Rows from a point annotation set:
* Begin *

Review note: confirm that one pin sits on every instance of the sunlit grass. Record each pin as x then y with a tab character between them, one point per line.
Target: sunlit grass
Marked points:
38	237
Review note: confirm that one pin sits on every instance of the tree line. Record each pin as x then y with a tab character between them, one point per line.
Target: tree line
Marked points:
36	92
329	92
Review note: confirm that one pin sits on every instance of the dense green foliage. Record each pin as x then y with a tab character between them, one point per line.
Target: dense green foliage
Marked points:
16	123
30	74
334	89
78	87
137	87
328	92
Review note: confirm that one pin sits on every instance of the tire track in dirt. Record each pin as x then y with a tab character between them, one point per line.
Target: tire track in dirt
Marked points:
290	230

* End *

● **Written exercise**:
Output the lines from the one containing "of the tree" through the last line of the rows as a JSON list of strings, one string per line, with blank lines left out.

● **Expected answer**:
[
  "Review note: confirm that one pin sits on every instance of the tree line. Record each pin as x then y with a tab character between them, one point per line.",
  "Target: tree line",
  "Marked points:",
  "36\t92",
  "329\t92",
  "Review note: confirm that one pin sits on every instance of the dense green foliage. Record each pin as x then y with a tab character between them, one point per line.",
  "Target: dense green foliage",
  "Marked points:",
  "16\t123",
  "30\t74",
  "334\t89",
  "78\t87",
  "137\t87",
  "328\t92",
  "Review note: confirm that one pin sits on every instance of the tire track in dirt. Record each pin as x then y with a tab character between them, one point per line.",
  "Target: tire track in dirt",
  "Marked points:",
  "290\t230"
]